* [Data entries]:
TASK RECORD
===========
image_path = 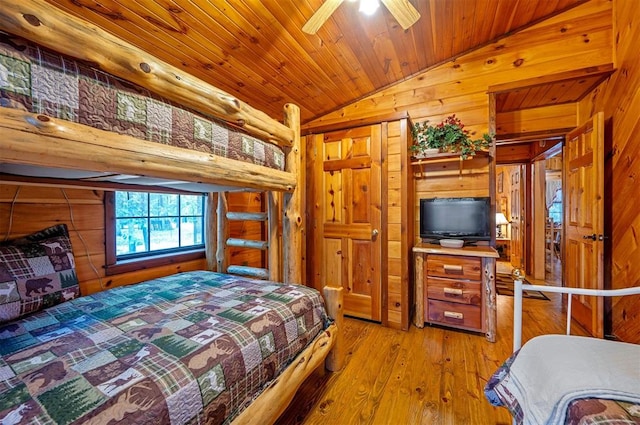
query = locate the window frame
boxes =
[104,188,206,276]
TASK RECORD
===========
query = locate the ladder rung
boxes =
[227,266,269,279]
[227,238,269,251]
[227,211,268,221]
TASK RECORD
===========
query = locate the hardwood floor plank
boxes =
[277,288,586,425]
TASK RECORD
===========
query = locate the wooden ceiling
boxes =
[47,0,585,123]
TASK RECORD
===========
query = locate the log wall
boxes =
[0,183,264,295]
[578,0,640,344]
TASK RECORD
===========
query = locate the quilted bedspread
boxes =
[0,33,284,170]
[0,271,328,425]
[484,335,640,425]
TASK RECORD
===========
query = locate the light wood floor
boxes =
[278,270,584,425]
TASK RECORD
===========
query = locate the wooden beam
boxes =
[301,111,410,136]
[487,63,615,94]
[323,286,347,372]
[0,107,296,191]
[0,0,294,147]
[216,192,229,273]
[227,238,269,251]
[267,192,282,282]
[204,192,219,271]
[282,103,305,283]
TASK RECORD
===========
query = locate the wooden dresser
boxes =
[413,244,498,342]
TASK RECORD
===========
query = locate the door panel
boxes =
[313,125,382,321]
[563,112,604,338]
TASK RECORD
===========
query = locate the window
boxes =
[106,192,205,273]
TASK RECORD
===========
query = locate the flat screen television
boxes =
[420,197,491,242]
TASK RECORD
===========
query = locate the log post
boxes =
[267,191,282,282]
[323,286,346,372]
[216,192,229,273]
[282,103,306,283]
[204,192,218,270]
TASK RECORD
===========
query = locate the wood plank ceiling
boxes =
[40,0,585,123]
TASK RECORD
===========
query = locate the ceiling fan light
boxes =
[358,0,380,16]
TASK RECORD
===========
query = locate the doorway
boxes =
[544,152,564,286]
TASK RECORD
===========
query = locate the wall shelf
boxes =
[411,151,489,166]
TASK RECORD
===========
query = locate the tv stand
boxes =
[413,243,498,342]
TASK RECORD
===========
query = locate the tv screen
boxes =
[420,197,491,241]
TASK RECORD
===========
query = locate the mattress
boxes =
[0,32,284,170]
[0,271,329,424]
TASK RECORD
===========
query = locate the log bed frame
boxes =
[0,0,344,424]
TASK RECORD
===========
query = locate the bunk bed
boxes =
[484,269,640,425]
[0,0,344,424]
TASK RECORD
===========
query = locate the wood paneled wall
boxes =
[578,0,640,344]
[0,183,263,295]
[303,0,613,135]
[383,119,414,330]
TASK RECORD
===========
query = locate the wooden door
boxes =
[313,125,382,321]
[510,165,525,267]
[563,112,604,338]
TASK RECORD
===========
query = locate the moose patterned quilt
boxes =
[0,271,329,425]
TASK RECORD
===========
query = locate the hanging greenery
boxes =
[411,114,493,159]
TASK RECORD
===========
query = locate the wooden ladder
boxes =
[216,192,282,282]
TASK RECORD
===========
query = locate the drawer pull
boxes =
[444,310,464,320]
[444,264,462,274]
[444,288,462,297]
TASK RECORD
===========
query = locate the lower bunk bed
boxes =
[0,243,341,425]
[484,272,640,425]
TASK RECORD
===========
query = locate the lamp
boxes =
[496,213,509,238]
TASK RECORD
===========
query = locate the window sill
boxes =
[104,249,205,276]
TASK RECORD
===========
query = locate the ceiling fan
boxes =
[302,0,420,34]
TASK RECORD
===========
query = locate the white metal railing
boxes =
[513,272,640,351]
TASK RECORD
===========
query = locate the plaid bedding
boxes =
[0,32,284,170]
[0,271,328,425]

* [Objective]:
How many lines in the data above contain the string "window", matching case exactly? Give only the number.

* [Exercise answer]:
3